- Direction
Extract every line of the material below that contains the string "wall".

· · · ·

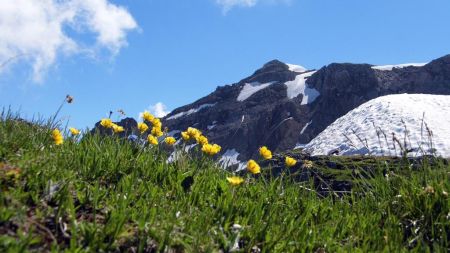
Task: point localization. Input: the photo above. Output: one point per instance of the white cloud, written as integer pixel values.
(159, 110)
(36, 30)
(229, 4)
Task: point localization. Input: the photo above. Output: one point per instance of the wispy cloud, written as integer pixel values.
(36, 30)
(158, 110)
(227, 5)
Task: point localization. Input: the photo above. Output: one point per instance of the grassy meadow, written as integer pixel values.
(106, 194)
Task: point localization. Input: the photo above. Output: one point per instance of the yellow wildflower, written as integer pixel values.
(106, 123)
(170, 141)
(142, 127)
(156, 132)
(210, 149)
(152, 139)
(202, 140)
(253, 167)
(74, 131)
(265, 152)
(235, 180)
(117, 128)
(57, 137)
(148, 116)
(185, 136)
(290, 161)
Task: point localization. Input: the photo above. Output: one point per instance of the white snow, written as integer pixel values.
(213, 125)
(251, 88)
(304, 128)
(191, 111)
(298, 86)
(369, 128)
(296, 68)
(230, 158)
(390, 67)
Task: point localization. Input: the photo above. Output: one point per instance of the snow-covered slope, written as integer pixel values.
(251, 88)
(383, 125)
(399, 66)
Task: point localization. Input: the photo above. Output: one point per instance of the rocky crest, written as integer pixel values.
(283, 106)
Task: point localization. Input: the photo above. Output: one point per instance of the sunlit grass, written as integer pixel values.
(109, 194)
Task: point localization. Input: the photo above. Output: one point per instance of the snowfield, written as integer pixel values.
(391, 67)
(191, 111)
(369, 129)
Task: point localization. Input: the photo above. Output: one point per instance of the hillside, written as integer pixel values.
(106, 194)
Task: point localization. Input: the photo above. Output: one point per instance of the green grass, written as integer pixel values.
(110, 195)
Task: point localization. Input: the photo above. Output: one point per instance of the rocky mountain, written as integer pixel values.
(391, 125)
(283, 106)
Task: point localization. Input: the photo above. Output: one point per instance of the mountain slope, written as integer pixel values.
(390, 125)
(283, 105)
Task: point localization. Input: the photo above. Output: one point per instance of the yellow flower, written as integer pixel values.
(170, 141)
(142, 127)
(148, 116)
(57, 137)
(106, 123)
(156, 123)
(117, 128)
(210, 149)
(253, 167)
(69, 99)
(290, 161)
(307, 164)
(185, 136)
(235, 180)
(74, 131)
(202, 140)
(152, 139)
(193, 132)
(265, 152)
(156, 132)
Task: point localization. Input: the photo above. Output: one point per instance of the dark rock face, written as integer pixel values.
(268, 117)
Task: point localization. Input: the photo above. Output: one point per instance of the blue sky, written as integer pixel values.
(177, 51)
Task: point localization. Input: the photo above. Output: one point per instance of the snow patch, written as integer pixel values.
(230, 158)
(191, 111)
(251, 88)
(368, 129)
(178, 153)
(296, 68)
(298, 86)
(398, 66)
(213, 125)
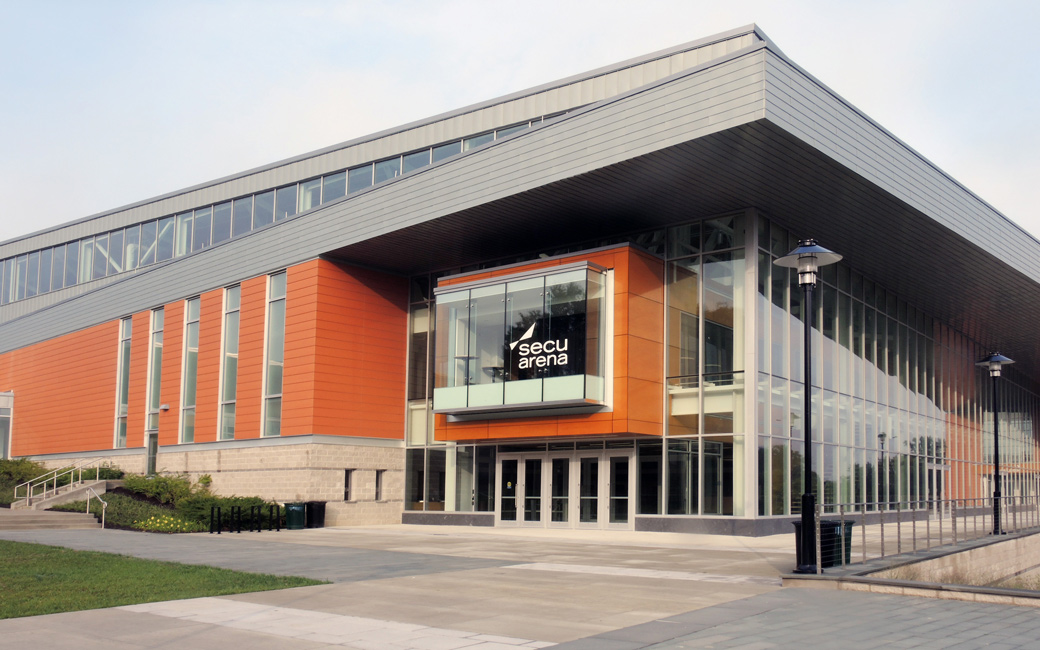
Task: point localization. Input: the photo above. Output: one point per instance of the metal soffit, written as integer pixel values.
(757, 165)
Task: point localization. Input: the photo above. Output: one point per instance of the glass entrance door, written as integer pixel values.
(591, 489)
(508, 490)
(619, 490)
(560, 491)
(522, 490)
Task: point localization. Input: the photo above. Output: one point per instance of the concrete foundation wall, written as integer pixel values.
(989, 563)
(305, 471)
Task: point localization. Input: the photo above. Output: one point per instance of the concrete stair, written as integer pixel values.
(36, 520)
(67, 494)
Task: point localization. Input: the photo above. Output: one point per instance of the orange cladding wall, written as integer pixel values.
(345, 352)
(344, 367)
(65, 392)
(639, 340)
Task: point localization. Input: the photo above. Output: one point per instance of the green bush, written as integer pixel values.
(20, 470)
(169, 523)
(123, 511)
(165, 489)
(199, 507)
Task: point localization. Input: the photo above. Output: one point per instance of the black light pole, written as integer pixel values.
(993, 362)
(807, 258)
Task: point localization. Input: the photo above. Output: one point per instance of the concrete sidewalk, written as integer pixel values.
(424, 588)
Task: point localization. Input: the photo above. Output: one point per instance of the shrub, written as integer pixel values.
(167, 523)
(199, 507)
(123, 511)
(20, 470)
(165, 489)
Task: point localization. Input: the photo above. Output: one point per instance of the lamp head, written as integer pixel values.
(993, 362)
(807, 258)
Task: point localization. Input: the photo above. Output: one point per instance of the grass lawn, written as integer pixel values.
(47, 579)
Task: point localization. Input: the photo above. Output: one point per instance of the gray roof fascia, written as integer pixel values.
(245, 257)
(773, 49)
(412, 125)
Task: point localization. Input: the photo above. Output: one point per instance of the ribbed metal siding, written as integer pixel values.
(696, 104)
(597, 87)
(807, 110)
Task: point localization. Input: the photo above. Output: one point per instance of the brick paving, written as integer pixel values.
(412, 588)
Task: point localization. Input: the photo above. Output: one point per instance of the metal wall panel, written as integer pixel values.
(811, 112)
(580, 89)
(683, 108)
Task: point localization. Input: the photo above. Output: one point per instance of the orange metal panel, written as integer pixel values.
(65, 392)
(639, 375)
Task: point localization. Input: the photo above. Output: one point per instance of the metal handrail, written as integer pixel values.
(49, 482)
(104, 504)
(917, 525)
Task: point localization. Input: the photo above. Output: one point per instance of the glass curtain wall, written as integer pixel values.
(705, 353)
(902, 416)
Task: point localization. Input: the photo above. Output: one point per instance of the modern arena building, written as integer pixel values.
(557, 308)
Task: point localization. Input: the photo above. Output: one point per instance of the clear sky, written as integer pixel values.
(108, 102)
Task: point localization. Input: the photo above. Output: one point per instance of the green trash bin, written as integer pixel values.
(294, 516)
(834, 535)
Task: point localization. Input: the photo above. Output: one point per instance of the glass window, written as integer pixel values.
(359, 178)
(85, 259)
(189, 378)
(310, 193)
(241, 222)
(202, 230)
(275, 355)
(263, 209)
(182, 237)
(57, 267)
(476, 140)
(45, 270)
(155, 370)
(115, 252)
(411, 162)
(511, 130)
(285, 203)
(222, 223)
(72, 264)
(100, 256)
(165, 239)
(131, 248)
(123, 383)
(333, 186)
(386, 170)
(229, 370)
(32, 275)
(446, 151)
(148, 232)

· · · ·

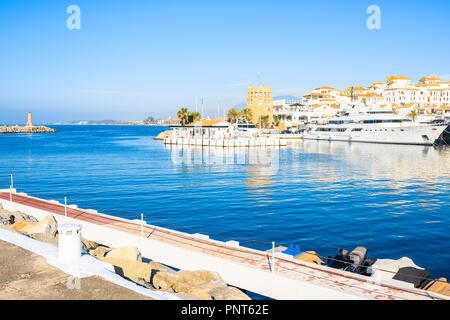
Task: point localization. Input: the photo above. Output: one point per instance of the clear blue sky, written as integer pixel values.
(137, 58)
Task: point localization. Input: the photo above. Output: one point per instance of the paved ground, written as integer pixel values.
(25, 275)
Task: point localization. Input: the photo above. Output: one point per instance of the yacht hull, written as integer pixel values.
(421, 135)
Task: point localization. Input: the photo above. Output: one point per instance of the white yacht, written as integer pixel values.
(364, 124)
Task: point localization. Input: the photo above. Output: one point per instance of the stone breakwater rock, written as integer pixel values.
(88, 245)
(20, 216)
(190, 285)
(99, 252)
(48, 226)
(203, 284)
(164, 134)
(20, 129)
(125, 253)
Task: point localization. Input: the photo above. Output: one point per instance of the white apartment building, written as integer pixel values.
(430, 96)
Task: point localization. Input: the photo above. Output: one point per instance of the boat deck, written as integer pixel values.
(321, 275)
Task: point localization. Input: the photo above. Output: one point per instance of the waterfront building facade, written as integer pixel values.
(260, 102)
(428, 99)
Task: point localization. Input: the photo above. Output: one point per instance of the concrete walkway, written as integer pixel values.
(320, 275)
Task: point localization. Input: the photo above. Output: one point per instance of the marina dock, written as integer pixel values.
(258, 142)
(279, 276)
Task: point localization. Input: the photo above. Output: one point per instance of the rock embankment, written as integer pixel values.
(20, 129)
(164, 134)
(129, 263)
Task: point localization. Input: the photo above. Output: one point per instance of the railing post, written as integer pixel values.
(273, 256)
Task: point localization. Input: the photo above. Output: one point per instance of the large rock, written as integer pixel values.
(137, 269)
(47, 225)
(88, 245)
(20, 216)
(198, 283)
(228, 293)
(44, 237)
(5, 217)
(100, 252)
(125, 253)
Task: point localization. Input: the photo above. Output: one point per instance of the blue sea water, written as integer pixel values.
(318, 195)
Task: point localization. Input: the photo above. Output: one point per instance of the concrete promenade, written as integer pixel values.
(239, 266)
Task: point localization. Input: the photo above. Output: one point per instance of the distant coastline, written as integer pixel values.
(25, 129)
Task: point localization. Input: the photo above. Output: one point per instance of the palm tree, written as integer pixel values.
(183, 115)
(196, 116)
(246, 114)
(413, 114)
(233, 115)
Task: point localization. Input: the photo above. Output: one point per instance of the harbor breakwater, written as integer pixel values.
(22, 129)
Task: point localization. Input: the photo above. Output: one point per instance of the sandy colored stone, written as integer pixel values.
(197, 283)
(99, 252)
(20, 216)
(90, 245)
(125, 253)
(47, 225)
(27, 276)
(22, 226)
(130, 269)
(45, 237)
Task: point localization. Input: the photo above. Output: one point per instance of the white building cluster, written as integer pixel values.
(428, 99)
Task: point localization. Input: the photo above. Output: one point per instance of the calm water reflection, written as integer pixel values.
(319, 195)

· · · ·

- Task output
Task: point localization. Input: the photo above. Output: one point per instance of the concrete foundation wall, written as integer pixel values.
Task: point localization. Input: the photo above. Output: one point per instance of the orange cladding wall, written as integer pixel values.
Task: point localization. Input: the photo above. Output: one point per instance of the metal wall panel, written as integer pixel values.
Task: point localization. Input: the photo above. Output: one point per instance of the glass curtain wall, written as integer pixel values.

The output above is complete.